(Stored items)
<<<<

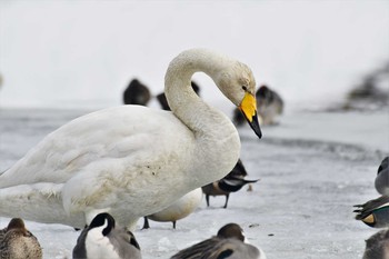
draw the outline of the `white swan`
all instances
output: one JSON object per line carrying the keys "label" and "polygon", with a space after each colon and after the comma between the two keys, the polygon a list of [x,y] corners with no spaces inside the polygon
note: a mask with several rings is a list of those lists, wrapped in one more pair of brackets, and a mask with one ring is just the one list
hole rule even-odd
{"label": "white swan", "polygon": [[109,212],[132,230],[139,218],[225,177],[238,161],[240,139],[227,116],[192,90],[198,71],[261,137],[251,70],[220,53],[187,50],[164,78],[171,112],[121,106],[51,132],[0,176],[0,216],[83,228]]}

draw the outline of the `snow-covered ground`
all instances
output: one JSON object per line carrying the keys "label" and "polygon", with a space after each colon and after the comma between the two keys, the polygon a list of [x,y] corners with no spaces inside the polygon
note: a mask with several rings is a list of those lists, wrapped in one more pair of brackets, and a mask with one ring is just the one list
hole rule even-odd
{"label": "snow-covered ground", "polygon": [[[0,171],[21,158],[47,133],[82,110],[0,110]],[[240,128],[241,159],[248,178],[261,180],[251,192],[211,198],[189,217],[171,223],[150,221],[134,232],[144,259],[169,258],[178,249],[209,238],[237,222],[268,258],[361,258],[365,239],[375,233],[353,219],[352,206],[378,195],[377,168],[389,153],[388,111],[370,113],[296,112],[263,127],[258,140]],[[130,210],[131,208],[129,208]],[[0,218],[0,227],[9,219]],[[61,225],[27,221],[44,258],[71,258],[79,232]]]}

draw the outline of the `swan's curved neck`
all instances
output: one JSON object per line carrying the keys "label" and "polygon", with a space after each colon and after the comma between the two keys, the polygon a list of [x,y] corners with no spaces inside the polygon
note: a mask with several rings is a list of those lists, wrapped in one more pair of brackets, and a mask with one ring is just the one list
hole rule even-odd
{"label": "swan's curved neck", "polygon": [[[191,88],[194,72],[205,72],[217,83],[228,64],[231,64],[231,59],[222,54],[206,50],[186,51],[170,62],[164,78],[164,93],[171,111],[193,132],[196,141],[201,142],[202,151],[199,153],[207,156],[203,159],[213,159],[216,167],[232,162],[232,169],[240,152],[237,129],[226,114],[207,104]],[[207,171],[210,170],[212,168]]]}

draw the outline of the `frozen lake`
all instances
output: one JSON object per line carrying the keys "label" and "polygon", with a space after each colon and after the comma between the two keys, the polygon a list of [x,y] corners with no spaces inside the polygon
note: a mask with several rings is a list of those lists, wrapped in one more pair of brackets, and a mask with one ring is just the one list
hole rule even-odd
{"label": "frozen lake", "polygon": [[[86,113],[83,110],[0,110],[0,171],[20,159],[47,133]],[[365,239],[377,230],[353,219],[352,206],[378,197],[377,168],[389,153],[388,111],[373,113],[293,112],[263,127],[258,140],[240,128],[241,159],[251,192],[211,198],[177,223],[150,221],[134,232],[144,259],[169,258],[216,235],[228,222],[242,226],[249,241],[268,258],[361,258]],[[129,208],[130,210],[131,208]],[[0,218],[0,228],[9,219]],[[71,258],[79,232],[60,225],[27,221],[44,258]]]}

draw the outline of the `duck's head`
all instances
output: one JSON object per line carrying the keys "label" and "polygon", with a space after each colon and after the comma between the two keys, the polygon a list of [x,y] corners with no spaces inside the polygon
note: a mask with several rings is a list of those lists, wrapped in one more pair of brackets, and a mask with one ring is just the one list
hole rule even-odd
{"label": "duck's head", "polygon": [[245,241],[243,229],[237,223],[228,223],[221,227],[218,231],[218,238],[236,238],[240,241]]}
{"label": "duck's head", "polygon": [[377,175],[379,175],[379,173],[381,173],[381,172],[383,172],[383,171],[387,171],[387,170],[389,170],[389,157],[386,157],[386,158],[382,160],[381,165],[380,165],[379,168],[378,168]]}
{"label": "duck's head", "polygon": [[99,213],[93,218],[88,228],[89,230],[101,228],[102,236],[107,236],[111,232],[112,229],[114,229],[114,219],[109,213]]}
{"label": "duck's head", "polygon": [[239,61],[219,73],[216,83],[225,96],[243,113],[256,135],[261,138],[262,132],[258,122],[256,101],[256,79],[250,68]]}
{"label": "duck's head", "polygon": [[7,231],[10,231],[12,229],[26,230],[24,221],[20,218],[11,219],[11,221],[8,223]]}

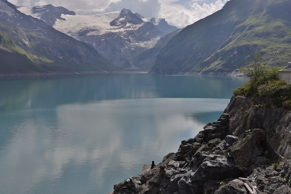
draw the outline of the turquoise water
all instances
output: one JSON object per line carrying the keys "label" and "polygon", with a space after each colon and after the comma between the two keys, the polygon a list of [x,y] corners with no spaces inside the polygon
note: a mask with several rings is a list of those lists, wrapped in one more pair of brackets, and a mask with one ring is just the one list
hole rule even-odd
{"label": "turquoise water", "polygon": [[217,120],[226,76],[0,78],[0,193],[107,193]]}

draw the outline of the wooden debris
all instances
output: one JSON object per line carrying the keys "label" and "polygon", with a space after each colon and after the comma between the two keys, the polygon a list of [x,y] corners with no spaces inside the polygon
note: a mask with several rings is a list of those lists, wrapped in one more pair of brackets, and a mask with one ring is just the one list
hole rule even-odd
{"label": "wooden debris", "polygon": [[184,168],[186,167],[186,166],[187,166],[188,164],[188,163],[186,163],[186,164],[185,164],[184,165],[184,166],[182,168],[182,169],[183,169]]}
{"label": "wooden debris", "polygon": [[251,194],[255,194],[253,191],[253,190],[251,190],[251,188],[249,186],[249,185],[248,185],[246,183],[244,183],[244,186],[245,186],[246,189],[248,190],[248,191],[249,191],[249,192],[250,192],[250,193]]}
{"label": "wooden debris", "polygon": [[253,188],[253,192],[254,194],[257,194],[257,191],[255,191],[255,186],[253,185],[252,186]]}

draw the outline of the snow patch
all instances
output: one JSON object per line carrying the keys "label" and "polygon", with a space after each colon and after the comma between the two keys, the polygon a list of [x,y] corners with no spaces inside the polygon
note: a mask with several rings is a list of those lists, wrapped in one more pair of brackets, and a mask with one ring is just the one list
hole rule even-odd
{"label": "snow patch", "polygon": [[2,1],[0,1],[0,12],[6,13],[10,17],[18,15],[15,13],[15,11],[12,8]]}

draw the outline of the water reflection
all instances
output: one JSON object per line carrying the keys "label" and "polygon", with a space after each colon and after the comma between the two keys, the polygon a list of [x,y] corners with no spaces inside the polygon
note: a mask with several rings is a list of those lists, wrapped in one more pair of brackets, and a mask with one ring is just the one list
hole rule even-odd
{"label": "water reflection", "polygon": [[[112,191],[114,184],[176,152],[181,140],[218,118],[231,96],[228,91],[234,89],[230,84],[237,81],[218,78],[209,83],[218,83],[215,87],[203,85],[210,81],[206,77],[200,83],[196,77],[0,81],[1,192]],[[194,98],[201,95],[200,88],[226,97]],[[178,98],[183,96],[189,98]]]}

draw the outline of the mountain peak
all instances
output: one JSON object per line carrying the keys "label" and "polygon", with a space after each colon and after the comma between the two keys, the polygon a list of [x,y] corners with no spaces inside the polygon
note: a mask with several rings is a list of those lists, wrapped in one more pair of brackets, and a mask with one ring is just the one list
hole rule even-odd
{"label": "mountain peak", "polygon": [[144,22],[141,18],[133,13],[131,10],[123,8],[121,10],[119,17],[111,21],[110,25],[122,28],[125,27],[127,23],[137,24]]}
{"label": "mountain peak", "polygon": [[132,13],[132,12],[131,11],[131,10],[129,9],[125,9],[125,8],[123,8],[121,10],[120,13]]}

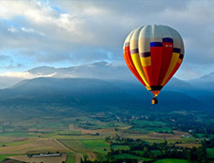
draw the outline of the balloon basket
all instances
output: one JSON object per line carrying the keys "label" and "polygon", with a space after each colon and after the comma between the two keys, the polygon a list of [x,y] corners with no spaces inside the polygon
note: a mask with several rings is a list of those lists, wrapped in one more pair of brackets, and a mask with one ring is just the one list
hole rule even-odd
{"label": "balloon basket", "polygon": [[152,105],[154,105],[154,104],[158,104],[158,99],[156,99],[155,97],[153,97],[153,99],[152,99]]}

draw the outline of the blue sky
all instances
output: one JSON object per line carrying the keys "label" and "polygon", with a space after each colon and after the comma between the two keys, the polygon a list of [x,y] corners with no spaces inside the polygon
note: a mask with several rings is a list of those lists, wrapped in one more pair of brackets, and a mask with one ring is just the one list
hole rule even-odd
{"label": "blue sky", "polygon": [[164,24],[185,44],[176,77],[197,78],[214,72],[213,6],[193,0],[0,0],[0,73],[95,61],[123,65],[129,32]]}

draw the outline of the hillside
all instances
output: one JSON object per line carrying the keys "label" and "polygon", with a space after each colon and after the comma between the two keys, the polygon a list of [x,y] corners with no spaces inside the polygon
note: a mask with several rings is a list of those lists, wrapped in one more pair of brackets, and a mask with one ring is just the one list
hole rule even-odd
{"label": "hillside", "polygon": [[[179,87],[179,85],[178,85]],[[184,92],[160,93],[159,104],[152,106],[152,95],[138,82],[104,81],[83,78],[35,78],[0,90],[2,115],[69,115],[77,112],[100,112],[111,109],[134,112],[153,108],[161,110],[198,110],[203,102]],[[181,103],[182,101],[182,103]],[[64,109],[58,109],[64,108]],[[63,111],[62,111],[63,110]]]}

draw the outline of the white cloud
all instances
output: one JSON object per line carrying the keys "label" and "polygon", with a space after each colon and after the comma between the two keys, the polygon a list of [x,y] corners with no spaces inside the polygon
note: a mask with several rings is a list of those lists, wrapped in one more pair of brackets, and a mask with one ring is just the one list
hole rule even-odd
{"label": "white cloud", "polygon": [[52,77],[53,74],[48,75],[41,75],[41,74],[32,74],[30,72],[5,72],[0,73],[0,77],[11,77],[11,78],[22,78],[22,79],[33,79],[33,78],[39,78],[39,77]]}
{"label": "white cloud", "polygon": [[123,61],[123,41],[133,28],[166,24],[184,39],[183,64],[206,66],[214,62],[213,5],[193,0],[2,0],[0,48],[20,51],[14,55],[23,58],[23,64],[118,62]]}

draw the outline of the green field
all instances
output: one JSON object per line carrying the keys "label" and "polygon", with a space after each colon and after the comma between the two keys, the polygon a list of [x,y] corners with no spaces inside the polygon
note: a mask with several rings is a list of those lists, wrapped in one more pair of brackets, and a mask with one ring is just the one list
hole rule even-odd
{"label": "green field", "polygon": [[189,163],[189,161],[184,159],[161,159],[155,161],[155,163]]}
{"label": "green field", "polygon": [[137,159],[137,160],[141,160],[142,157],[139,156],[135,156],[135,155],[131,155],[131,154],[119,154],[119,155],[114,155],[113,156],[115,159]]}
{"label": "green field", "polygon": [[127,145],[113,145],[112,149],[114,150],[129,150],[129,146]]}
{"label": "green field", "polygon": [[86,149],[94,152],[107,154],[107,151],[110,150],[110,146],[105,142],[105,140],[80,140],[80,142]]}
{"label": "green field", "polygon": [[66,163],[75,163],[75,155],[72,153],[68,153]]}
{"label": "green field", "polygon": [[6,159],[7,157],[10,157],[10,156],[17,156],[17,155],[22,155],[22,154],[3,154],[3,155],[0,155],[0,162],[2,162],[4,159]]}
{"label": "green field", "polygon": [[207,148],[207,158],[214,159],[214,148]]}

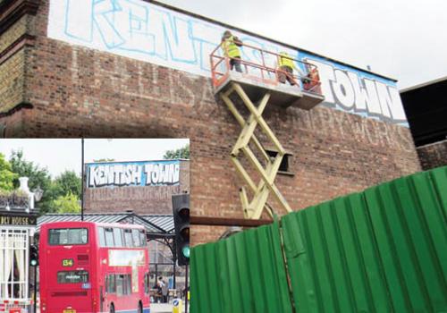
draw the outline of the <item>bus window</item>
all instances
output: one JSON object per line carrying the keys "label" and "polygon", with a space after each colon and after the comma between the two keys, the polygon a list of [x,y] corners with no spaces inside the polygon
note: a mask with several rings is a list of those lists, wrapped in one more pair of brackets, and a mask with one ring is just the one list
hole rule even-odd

>>>>

Your output should consist solely of the lines from the line containing "draw the outline of the green field" through the end of the data above, copied exactly, with images removed.

draw the outline of the green field
all instances
output: one JSON object per line carrying the keys "label" and "polygon", with a space after each colon and after the comma between the two keys, the polygon a list of [x,y] corners with no spaces inside the polygon
note: a mask with several rings is a list of those lists, wrapped in one more pair of brackets, and a mask with one ring is just the one list
hole rule even-odd
{"label": "green field", "polygon": [[189,163],[189,161],[184,159],[161,159],[155,161],[155,163]]}
{"label": "green field", "polygon": [[137,159],[137,160],[141,160],[142,157],[139,156],[135,156],[135,155],[131,155],[131,154],[119,154],[119,155],[114,155],[113,156],[115,159]]}
{"label": "green field", "polygon": [[127,145],[113,145],[112,149],[114,150],[129,150],[129,146]]}
{"label": "green field", "polygon": [[86,149],[94,152],[107,154],[107,151],[110,150],[110,146],[105,142],[105,140],[80,140],[80,142]]}
{"label": "green field", "polygon": [[66,163],[75,163],[75,155],[72,153],[68,153]]}
{"label": "green field", "polygon": [[6,159],[7,157],[10,157],[10,156],[17,156],[17,155],[22,155],[22,154],[3,154],[3,155],[0,155],[0,162],[2,162],[4,159]]}
{"label": "green field", "polygon": [[207,148],[207,158],[214,159],[214,148]]}

draw the outline of the <item>bus window</item>
all instances
output: one JSON object per line carrying the keys "label" and "polygon", with a space after each colon and after the comma between the two keys, the polygon a list of [x,y] corners with no spaces inside the polygon
note: a mask with several rings is a list of those lists, wrapped in one more pair of brackets, and a mask with one ring is just the one list
hole rule even-odd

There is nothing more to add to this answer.